• [Set problem]:
Rewrite every row below with "tight rectangular box" changed to "tight bounding box" and everything else kept the same. Omit the pictures from your answer.

• [Data provided]:
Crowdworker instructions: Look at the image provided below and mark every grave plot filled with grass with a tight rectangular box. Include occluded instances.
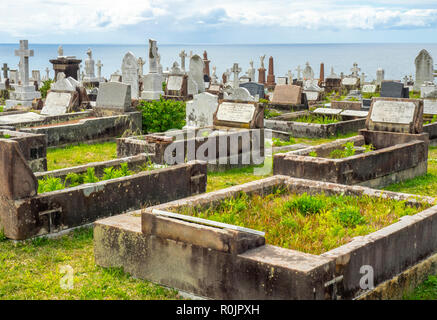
[384,147,437,197]
[293,113,342,124]
[178,188,430,254]
[47,142,117,171]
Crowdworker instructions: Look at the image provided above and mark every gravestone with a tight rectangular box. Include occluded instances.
[423,99,437,116]
[41,72,80,116]
[272,85,302,105]
[186,92,218,128]
[223,87,254,101]
[188,54,205,94]
[6,40,41,109]
[94,82,132,114]
[381,81,410,99]
[214,101,264,129]
[141,39,164,100]
[240,82,264,99]
[414,49,434,91]
[366,98,423,134]
[165,74,188,100]
[121,51,140,99]
[276,77,288,85]
[361,84,376,93]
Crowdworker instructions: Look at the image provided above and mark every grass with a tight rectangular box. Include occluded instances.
[179,189,430,254]
[0,229,181,300]
[385,147,437,197]
[47,142,117,171]
[404,275,437,300]
[293,114,341,124]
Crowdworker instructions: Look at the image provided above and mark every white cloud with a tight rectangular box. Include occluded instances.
[0,0,437,36]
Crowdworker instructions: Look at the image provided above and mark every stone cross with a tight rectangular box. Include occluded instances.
[231,63,241,88]
[259,55,266,69]
[351,62,361,78]
[296,66,302,80]
[2,63,9,79]
[287,70,293,84]
[58,46,64,57]
[137,57,146,77]
[46,67,50,80]
[96,60,103,79]
[15,40,33,86]
[179,50,188,72]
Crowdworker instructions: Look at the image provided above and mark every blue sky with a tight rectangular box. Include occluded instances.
[0,0,437,44]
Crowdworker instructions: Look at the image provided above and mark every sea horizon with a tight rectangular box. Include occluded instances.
[0,41,437,81]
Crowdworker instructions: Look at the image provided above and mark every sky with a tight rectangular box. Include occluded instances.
[0,0,437,44]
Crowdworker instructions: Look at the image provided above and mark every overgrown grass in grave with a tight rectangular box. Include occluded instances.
[292,114,341,124]
[175,189,431,254]
[423,114,437,125]
[38,163,162,193]
[137,96,186,133]
[404,275,437,300]
[0,228,181,300]
[361,92,381,99]
[272,137,296,147]
[410,91,420,99]
[384,147,437,197]
[47,142,117,171]
[206,157,273,192]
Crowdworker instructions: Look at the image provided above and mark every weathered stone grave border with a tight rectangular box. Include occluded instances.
[0,139,206,240]
[94,175,437,300]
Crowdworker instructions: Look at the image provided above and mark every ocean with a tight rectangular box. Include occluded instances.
[0,42,437,81]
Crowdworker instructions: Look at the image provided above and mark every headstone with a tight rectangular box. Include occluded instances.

• [Response to the exercise]:
Crowdworker instructions: Look at the image provided below and mark every grave plot filled with grass with a tight bounding box. Include occluded instances.
[384,147,437,197]
[293,113,342,124]
[178,188,430,254]
[47,142,117,171]
Crowdworker instructions: Look at the image provided above and mark every gravestone with a tight bounding box. Include occluded instances.
[423,99,437,116]
[41,72,80,116]
[272,85,302,105]
[186,92,218,128]
[223,87,254,101]
[188,54,205,94]
[6,40,41,109]
[94,82,132,114]
[381,81,410,99]
[214,101,264,129]
[141,39,164,100]
[240,82,264,99]
[414,49,434,91]
[366,98,423,134]
[165,74,188,100]
[121,51,140,99]
[276,77,288,85]
[361,84,376,93]
Crowdworker instructions: Look at the image provided above and mark every grass with a tight bounding box. Include occluded instances.
[179,189,430,254]
[0,229,181,300]
[385,147,437,197]
[47,142,117,171]
[404,275,437,300]
[293,114,341,124]
Crowdworker instructions: Look at the image provided above and mark every white cloud with a tight bounding box. Include occluded instances.
[0,0,437,36]
Crowdworker instructions: Look at the image provided above and mark every stone cross with a tight bounding box. Include occluded instances.
[231,63,241,88]
[259,55,266,69]
[351,62,361,78]
[296,66,302,80]
[2,63,9,79]
[287,70,293,84]
[58,46,64,57]
[137,57,146,77]
[46,67,50,80]
[96,60,103,79]
[15,40,33,86]
[179,50,188,72]
Crowdworker instructions: Look at the image provided above and mark every blue sky with a tight bounding box. Include occluded instances.
[0,0,437,44]
Crowdworker instructions: Look at the image provided above and mark every sea horizon with a tight bounding box. Include occluded instances.
[0,41,437,81]
Crowdworker instructions: Look at the image provided above and mark every sky with a tight bounding box. Include occluded instances.
[0,0,437,44]
Crowdworker instructions: Look at the image provided above and mark every overgrown grass in grave with a tight bounding box. Include occluded instances.
[292,114,341,124]
[175,189,431,254]
[423,114,437,125]
[38,163,162,193]
[137,96,186,133]
[404,275,437,300]
[0,228,181,300]
[361,92,381,99]
[272,137,296,147]
[410,91,420,99]
[384,147,437,197]
[47,142,117,171]
[206,157,273,192]
Crowdworker instructions: Look at the image provided above and mark every weathered stone grave border with a tight bounding box. Include occluded instances.
[0,139,206,240]
[94,175,437,300]
Crowdworker instructions: Look at the image provided above and mark every ocean with a tight bounding box. Include occluded instances.
[0,42,437,81]
Crowdworker instructions: Look at the image provided above and mark every headstone with a tight bounding box. Include occluded instances.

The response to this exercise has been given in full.